SELECTED PASSAGE:

*****

Lost Day

Today is Sunday, and it is the worst I have felt in quite a while. It has come from nowhere, which is probably one of the more frustrating parts. I don’t really know where this feeling came from, the feeling of hopelessness, but it showed it’s face today.

I have heard before, that keeping busy can keep the problems of mental health at bay. Now, that is something that seems over-simplified, but there is an idea of truth in it. When I am working away, I can get anxious, but can kind of work through it. However, when there is nothing getting done, the bad thoughts come into play. I woke up this morning, around 10.30, with plans to get up and be busy. Make the best of my day off. But I just couldn’t pull myself out of bed. I just lay there. I dozed a little, but I mostly just felt crap.

When I am feeling like this, I kind of clamp up. I get stuck between contacting someone to distract me, and not doing anything so I  don’t ‘burden’ anyone. This reaction, is not new, its something that has been born out of years trying to deal with my mental health on my own. Something that shuts people out, because it is embarrassing that I am struggling with a life that is not actually that difficult.

Depression is vicious. It takes time. It needs understanding. But it sometimes gets neither. So I have to do it for myself. I have been having problems with depression most of my life, I can say that now, first started when i was 15, am now 32. Never spoke to anyone till I was in my 20s, I just needed to ‘grow up’. But physical growth does not equal mental growth, so nothing changed. I had to make it change. Which I have fought hard to do. A fight that so many people I know don’t know of, let alone acknowledge. I guess that is what mental health does. Makes so many people battle themselves in private, and nobody else knows of their debilitating pain.

Luckily for me, whilst I can’t tell people that I am having a bad spell, I can write it. It might not be the most grammatically correct,  but it is a release. It is easier to sit in front of my computer for an hour, typing away, than it is to sit in front of another person and explain what is ‘going on’. I have tried to speak to people before, been called selfish, self-centered, stupid, childish… all whilst they stare me down. Sometimes, negative commentary from others, actually reinforces what is going round in my head.

It’s complicated. And I hate it.

But sometimes, it is easier to say I am sick. People will accept stomach bugs without question, when I want to lie in bed all day.

*****

DATASET EXCERPT:
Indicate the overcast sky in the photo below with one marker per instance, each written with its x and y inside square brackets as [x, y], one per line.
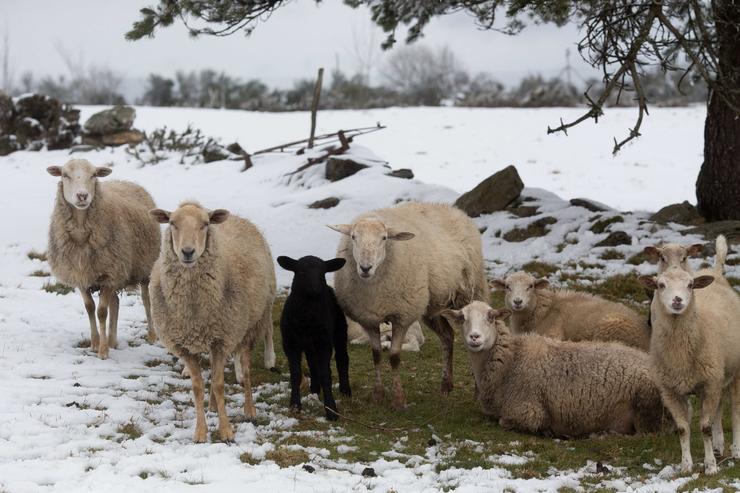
[292, 44]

*****

Answer these questions about the "Lost Day" post:
1. Around what time did the writer wake up that morning?
2. At what age did the writer's problems with depression first start?
3. According to the post, what do people accept without question?
The listing isn't needed for what comes next.

1. Around 10.30.
2. At 15.
3. Stomach bugs.